··· Excerpted records ···
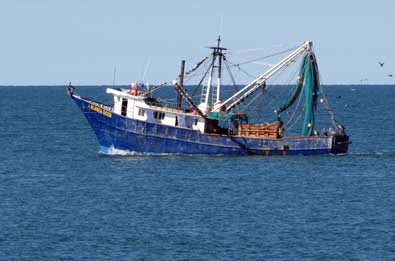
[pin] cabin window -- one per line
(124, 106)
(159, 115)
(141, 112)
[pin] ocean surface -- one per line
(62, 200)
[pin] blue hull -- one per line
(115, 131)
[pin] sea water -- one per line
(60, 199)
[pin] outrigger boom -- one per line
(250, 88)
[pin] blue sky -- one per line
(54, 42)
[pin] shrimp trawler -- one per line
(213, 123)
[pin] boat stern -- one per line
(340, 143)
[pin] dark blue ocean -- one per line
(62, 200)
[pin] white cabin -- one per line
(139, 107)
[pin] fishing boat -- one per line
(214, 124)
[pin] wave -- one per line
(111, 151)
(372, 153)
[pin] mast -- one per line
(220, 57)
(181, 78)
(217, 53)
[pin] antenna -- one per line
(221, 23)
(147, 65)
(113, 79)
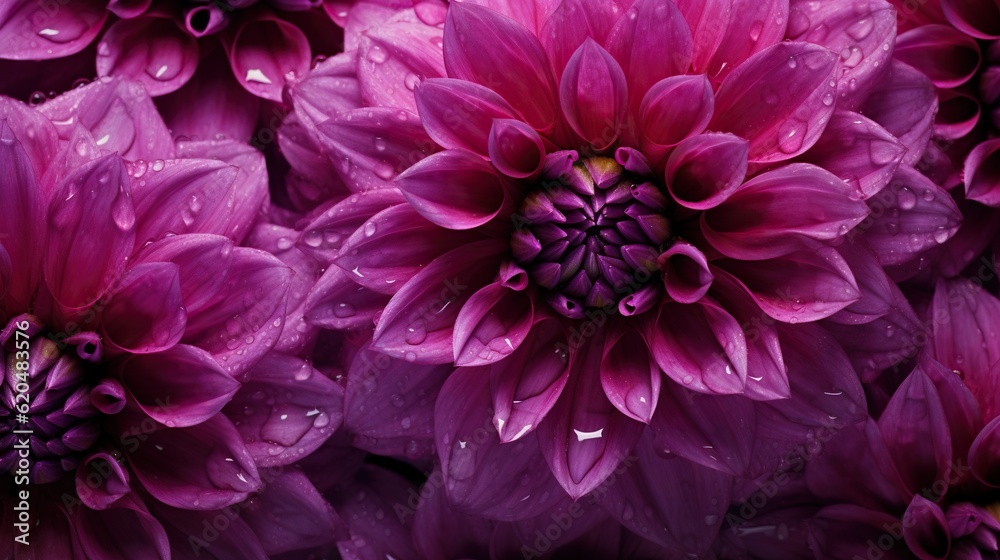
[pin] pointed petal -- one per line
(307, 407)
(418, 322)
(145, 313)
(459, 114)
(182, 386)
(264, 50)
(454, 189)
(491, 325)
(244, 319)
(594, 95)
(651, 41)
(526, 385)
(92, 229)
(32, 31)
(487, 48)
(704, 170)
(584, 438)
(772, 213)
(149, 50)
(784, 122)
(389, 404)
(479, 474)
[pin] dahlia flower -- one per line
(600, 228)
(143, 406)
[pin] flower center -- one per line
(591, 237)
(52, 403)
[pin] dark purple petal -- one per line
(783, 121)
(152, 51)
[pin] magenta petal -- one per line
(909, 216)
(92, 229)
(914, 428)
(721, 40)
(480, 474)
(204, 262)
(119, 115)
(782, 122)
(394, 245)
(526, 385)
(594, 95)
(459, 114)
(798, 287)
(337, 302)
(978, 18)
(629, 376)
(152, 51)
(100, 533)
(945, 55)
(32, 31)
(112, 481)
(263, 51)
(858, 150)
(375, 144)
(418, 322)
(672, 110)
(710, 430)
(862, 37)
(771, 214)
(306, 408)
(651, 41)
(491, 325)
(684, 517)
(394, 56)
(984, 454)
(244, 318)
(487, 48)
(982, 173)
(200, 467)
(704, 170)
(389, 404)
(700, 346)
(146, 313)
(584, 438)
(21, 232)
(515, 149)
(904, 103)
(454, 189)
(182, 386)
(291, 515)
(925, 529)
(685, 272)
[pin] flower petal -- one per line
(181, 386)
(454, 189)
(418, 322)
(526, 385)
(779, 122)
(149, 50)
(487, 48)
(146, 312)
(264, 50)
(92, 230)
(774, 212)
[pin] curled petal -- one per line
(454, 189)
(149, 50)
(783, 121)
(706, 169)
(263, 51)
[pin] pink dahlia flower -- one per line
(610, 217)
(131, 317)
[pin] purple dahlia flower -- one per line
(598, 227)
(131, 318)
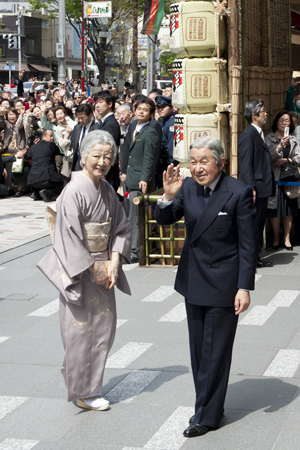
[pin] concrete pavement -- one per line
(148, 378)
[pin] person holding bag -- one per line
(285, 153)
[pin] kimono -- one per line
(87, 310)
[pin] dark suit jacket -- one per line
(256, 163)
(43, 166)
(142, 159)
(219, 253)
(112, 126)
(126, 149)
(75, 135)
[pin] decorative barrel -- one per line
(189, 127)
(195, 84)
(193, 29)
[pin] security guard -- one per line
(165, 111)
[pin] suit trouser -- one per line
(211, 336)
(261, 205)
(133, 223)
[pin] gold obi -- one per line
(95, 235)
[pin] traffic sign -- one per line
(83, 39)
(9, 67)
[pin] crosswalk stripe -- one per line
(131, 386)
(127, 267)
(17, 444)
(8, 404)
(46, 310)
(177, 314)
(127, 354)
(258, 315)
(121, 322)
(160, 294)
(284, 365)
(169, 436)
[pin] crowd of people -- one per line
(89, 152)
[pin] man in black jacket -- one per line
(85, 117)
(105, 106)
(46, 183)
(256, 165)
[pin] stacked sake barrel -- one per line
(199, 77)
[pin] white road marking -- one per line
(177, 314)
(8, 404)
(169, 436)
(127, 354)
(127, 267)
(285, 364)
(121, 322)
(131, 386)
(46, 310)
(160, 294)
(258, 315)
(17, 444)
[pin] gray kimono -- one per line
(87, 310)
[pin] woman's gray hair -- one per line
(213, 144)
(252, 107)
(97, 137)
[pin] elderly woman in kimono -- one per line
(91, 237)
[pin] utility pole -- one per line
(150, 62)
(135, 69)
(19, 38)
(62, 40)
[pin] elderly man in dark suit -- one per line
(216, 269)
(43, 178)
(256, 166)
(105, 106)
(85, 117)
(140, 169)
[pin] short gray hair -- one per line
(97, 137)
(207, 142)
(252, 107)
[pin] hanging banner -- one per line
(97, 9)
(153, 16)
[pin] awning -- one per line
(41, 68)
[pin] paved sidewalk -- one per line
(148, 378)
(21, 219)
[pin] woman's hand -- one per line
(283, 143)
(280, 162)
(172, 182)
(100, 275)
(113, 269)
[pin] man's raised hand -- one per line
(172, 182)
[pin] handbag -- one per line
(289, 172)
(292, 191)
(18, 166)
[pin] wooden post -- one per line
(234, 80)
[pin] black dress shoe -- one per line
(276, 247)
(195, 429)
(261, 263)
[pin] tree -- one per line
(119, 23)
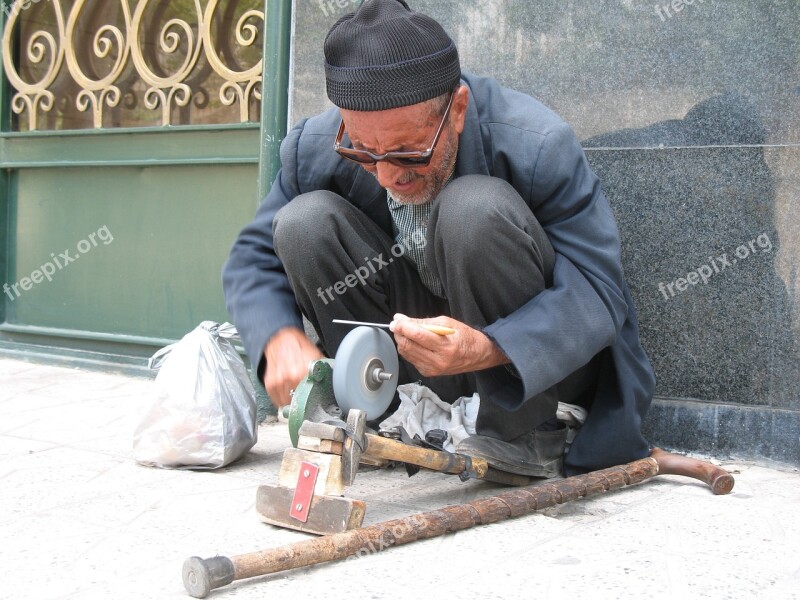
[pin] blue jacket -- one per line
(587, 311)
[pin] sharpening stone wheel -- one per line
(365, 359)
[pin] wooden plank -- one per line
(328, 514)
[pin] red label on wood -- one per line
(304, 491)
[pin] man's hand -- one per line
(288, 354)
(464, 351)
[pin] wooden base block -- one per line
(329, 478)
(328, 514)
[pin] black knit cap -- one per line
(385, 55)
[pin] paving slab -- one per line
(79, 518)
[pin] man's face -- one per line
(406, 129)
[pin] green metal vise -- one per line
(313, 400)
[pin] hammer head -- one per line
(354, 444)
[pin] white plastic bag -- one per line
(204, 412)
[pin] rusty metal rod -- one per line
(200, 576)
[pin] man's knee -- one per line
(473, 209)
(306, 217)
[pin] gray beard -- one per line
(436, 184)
···
→ **Work order**
Repeat the data exactly, excluding the pictures.

→ **Solution for this task**
[pin] cabin window -- one per line
(124, 106)
(159, 115)
(141, 112)
[pin] ocean surface -- one per line
(62, 200)
[pin] blue hull -- one per line
(115, 131)
[pin] sea water -- one per line
(60, 199)
[pin] outrigger boom -- one per line
(250, 88)
[pin] blue sky -- one per line
(54, 42)
[pin] shrimp trawler -- one per line
(213, 123)
[pin] boat stern -- one per line
(340, 143)
[pin] dark blue ocean -- one per line
(62, 200)
[pin] white cabin -- one per line
(139, 107)
[pin] fishing boat -- one per line
(214, 124)
[pin] wave -- one per line
(111, 151)
(372, 153)
[pin] mast -- one per line
(220, 57)
(181, 78)
(217, 53)
[pin] antenna -- one per line
(221, 23)
(147, 65)
(113, 79)
[pin] pointed petal -- one per line
(307, 407)
(418, 322)
(145, 313)
(459, 114)
(182, 386)
(264, 50)
(454, 189)
(491, 325)
(244, 319)
(594, 95)
(651, 41)
(526, 385)
(92, 229)
(32, 31)
(487, 48)
(704, 170)
(584, 438)
(772, 213)
(149, 50)
(784, 122)
(389, 404)
(479, 474)
[pin] dahlia flower -- one per line
(600, 228)
(143, 406)
[pin] flower center -- one per line
(591, 237)
(52, 403)
[pin] dark purple petal -- one per line
(783, 121)
(152, 51)
[pin] magenta petal -- one per line
(909, 216)
(92, 229)
(914, 428)
(721, 40)
(480, 474)
(204, 262)
(119, 115)
(782, 122)
(394, 245)
(526, 385)
(594, 95)
(459, 114)
(798, 287)
(337, 302)
(978, 18)
(629, 376)
(152, 51)
(100, 533)
(945, 55)
(32, 31)
(112, 481)
(263, 51)
(858, 150)
(375, 144)
(418, 322)
(672, 110)
(710, 430)
(862, 37)
(771, 214)
(306, 408)
(651, 41)
(491, 325)
(684, 517)
(394, 56)
(984, 454)
(244, 318)
(487, 48)
(982, 173)
(200, 467)
(704, 170)
(389, 404)
(700, 346)
(146, 313)
(584, 438)
(21, 232)
(515, 149)
(904, 103)
(454, 189)
(182, 386)
(291, 515)
(925, 529)
(685, 272)
[pin] flower petal -- one per line
(181, 386)
(454, 189)
(418, 322)
(526, 385)
(779, 122)
(149, 50)
(487, 48)
(146, 312)
(264, 50)
(92, 230)
(774, 212)
[pin] curled petal -- one per line
(454, 189)
(149, 50)
(783, 121)
(706, 169)
(263, 51)
[pin] pink dahlia flower -- one per line
(610, 217)
(131, 317)
[pin] purple dahlia flower -- one per line
(598, 227)
(131, 318)
[pin] concrete pavement -- one per line
(148, 378)
[pin] person holding bag -- one per line
(285, 153)
[pin] kimono -- one per line
(87, 310)
[pin] dark suit jacket -- one per line
(256, 163)
(43, 166)
(142, 159)
(219, 253)
(112, 126)
(126, 149)
(75, 135)
[pin] decorative barrel -- one per line
(189, 127)
(195, 84)
(193, 29)
[pin] security guard -- one per line
(165, 111)
[pin] suit trouser -- one per line
(211, 336)
(261, 205)
(133, 223)
[pin] gold obi -- one per line
(95, 235)
[pin] traffic sign -- one per line
(83, 39)
(9, 67)
[pin] crosswalk stripe -- one per line
(131, 386)
(127, 267)
(17, 444)
(8, 404)
(46, 310)
(177, 314)
(127, 354)
(258, 315)
(121, 322)
(160, 294)
(284, 365)
(169, 436)
[pin] crowd of people -- one per line
(89, 152)
[pin] man in black jacket -- one per line
(85, 117)
(105, 106)
(46, 183)
(256, 165)
[pin] stacked sake barrel -- one per line
(199, 77)
[pin] white road marking -- one per line
(177, 314)
(8, 404)
(169, 436)
(127, 354)
(127, 267)
(285, 364)
(121, 322)
(131, 386)
(46, 310)
(160, 294)
(258, 315)
(17, 444)
[pin] gray kimono -- one per line
(87, 310)
[pin] woman's gray hair -- one per line
(213, 144)
(252, 107)
(97, 137)
[pin] elderly woman in kimono -- one per line
(91, 237)
[pin] utility pole -- one per line
(150, 62)
(135, 69)
(19, 38)
(62, 40)
[pin] elderly man in dark suit -- one per line
(216, 269)
(43, 178)
(256, 166)
(105, 106)
(85, 117)
(140, 169)
[pin] short gray hair -- one per line
(97, 137)
(207, 142)
(252, 107)
[pin] hanging banner -- one per line
(97, 9)
(153, 16)
[pin] awning -- one per line
(41, 68)
[pin] paved sidewalk -- one per line
(148, 378)
(21, 219)
[pin] woman's hand -- one per line
(283, 143)
(280, 162)
(172, 182)
(100, 275)
(113, 269)
[pin] man's raised hand -- one per line
(172, 182)
[pin] handbag -- one per line
(289, 172)
(292, 191)
(18, 166)
[pin] wooden post -- one per line
(234, 80)
[pin] black dress shoe -- one per line
(276, 247)
(195, 429)
(261, 263)
[pin] tree -- one per line
(119, 23)
[pin] blue jacket -- one per line
(587, 311)
[pin] sharpening stone wheel -- one per line
(365, 359)
[pin] wooden plank -- one per line
(328, 514)
[pin] red label on wood -- one per line
(304, 491)
[pin] man's hand -- one per line
(288, 354)
(464, 351)
[pin] wooden base block -- one per line
(329, 478)
(328, 514)
[pin] black knit cap -- one per line
(385, 55)
[pin] paving slab -- one per line
(79, 518)
[pin] man's face -- one per line
(406, 129)
[pin] green metal vise -- one per line
(313, 400)
[pin] hammer head -- one per line
(354, 444)
[pin] white plastic bag -- one per line
(204, 412)
[pin] rusty metal rod -- one per line
(200, 576)
[pin] man's knee -- one per line
(473, 209)
(306, 217)
[pin] gray beard -- one per line
(436, 184)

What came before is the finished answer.